(DATASET RECORDS Opens)
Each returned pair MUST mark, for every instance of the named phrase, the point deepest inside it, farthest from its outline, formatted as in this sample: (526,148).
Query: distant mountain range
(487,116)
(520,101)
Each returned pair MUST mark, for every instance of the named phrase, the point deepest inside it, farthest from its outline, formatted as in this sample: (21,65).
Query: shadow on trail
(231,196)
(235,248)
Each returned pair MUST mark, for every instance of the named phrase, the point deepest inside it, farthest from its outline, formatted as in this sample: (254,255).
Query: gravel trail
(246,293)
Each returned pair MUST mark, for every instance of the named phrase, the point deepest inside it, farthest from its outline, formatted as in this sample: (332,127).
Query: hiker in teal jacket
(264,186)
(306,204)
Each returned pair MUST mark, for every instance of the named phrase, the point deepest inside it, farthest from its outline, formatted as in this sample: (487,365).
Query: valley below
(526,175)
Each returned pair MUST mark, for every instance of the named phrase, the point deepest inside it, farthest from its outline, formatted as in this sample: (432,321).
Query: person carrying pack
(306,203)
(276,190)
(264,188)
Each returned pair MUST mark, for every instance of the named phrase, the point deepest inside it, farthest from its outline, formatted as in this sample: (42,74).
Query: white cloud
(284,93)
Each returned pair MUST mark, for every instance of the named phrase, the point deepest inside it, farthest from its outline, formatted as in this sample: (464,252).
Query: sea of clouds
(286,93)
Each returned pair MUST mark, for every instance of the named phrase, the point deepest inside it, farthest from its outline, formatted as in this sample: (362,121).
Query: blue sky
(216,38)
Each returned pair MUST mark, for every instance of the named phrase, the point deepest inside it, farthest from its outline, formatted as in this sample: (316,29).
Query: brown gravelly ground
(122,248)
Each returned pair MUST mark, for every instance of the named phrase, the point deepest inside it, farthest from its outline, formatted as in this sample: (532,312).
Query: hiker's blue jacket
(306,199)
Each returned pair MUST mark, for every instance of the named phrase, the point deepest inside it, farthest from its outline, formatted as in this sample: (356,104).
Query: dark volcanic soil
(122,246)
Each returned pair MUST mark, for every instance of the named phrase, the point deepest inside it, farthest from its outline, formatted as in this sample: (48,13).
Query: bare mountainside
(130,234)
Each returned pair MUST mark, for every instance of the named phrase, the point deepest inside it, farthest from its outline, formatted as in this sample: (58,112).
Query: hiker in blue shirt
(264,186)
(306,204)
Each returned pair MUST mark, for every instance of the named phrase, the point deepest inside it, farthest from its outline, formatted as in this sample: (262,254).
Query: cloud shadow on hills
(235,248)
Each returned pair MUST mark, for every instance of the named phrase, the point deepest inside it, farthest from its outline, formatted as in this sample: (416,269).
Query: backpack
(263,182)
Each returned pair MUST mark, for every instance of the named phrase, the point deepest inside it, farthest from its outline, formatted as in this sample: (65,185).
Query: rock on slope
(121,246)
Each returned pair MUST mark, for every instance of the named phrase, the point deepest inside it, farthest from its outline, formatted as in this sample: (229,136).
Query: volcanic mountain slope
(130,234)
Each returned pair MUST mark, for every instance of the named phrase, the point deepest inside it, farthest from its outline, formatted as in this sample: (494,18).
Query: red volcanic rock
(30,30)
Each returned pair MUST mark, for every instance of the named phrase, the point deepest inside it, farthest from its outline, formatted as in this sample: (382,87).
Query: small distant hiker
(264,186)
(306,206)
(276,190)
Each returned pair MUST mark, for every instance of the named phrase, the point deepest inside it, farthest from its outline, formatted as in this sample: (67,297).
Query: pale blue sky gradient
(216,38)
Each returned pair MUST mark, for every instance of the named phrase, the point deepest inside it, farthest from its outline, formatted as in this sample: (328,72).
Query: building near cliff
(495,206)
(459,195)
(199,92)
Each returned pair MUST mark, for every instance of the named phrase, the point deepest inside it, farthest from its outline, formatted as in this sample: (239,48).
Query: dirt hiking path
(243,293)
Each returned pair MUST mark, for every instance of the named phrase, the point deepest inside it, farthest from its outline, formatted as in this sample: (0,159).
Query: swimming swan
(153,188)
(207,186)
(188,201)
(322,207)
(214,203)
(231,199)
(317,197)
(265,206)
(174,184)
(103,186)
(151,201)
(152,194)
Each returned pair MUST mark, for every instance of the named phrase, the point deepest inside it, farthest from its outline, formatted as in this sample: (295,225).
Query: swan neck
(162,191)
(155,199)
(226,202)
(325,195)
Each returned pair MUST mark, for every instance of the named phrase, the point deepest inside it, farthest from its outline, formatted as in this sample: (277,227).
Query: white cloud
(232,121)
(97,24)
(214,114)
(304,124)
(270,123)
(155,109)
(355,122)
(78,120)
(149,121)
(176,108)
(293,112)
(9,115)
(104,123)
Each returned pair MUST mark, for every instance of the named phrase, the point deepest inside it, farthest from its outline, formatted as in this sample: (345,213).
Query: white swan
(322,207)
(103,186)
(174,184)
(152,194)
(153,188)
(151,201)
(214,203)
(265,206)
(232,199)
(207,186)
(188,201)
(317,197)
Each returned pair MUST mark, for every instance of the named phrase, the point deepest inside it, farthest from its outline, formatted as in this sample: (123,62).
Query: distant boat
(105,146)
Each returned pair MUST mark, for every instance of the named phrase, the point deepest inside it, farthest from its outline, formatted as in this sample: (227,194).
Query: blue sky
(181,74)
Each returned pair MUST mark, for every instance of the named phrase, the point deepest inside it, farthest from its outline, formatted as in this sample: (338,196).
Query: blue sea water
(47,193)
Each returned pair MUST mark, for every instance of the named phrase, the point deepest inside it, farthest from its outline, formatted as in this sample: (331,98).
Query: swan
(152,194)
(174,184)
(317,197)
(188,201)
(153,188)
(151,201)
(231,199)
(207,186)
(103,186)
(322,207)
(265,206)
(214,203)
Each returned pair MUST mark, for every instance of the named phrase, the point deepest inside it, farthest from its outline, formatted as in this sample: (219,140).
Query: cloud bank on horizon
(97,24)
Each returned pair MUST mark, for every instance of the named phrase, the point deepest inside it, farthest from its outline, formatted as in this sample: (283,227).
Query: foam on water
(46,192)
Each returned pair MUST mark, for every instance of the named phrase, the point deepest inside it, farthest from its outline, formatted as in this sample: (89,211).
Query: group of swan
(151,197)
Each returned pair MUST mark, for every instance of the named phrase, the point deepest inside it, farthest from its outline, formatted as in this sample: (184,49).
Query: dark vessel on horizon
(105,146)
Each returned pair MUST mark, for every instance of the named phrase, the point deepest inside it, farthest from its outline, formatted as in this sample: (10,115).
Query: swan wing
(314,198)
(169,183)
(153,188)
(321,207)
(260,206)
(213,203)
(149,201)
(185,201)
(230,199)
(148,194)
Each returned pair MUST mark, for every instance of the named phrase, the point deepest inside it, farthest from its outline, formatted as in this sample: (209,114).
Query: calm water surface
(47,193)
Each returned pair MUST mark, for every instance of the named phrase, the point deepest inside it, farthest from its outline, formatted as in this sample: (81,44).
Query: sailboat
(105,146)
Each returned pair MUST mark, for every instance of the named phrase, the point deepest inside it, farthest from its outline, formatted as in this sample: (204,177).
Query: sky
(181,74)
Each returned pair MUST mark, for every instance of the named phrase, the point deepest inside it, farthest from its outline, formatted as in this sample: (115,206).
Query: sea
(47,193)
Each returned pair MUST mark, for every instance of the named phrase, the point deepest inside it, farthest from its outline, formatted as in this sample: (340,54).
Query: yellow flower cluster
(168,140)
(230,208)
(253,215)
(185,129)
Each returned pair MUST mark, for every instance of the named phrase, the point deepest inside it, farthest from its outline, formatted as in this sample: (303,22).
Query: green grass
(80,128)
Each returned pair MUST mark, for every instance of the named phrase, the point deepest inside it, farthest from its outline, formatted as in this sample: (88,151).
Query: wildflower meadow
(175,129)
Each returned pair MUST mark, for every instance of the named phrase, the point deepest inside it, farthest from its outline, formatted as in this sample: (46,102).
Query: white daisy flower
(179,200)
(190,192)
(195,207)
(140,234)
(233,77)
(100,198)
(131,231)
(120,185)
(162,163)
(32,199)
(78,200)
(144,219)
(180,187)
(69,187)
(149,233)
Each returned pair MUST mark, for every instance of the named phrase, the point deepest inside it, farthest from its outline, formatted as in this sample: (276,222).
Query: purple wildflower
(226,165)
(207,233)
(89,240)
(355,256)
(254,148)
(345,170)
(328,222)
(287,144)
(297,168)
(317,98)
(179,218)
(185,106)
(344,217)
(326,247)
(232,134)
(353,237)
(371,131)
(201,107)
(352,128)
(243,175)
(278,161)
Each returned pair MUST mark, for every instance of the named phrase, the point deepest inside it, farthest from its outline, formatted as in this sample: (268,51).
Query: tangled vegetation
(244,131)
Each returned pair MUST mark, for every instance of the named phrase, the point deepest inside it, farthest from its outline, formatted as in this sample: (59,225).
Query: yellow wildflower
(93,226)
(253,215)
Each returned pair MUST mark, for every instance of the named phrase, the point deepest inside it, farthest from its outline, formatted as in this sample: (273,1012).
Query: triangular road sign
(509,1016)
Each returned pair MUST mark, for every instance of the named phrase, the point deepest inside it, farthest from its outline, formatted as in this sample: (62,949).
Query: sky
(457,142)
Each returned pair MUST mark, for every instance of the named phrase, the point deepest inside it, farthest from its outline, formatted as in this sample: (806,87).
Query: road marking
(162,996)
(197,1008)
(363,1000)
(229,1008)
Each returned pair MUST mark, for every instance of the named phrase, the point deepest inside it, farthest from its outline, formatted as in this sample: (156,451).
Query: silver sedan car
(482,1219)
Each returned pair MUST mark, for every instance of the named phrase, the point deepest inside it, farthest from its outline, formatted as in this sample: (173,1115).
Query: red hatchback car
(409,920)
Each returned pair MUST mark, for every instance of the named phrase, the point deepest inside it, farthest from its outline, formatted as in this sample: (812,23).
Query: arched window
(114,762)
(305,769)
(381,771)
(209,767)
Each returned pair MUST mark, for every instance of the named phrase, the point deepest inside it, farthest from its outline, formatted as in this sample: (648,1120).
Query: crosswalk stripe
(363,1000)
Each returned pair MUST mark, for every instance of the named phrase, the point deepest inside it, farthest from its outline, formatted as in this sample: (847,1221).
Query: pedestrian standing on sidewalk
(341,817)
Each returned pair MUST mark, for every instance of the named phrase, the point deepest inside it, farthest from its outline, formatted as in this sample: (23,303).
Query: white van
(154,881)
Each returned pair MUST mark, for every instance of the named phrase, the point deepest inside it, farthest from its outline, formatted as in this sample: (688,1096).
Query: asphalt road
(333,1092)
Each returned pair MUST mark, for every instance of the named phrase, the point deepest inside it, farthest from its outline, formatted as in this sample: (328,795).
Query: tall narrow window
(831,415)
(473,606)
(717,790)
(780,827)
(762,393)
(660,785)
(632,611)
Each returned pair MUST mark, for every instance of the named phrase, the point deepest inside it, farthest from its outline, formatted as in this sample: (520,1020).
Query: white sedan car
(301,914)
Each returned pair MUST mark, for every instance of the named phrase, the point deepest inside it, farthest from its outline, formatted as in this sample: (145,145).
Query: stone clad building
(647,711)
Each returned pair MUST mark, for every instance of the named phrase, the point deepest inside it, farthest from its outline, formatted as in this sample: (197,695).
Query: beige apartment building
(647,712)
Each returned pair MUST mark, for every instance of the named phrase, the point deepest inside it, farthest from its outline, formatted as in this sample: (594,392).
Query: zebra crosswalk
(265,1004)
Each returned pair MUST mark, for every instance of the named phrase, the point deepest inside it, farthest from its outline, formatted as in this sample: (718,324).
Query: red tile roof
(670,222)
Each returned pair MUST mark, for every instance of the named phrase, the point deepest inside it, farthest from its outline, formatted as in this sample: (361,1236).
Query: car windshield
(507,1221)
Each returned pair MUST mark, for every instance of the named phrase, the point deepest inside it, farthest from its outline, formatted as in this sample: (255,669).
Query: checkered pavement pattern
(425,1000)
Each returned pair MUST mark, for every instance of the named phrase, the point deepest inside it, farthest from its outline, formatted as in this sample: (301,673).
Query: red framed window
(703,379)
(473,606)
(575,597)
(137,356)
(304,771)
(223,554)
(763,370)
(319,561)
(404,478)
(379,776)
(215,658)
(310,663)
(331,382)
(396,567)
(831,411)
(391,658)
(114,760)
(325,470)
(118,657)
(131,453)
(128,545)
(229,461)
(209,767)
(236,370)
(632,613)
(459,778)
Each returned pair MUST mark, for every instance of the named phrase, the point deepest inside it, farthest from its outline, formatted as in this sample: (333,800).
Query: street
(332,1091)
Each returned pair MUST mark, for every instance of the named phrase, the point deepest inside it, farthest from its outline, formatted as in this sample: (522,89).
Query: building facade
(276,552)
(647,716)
(DATASET RECORDS Closes)
Set down, exactly as they stand above, the lines starting with the line with "this sample: (273,1012)." and going on through the line with "this sample: (156,451).", and no others.

## SOLUTION BELOW:
Each returned pair MUST mark, for every instance of the named phrase, the point deepest inside it, farthest from its outline, formatted as in this sample: (273,1012).
Query: triangular road sign
(509,1016)
Each returned pair MUST mark, for every instance of the named phrase, the point deepest inside it, farthest from its outline, formatted as in this sample: (62,949).
Query: sky
(457,142)
Each returned pair MUST mark, for every instance of the named phrase, the point deepest inside it, farthest from its outline, formatted as in this sample: (806,87).
Query: road marking
(162,996)
(197,1008)
(363,1000)
(229,1008)
Each returned pair MUST mark, for every instance of the named phrase, the point deepest inside it, farthest from its outline, formatted as in this sample: (156,451).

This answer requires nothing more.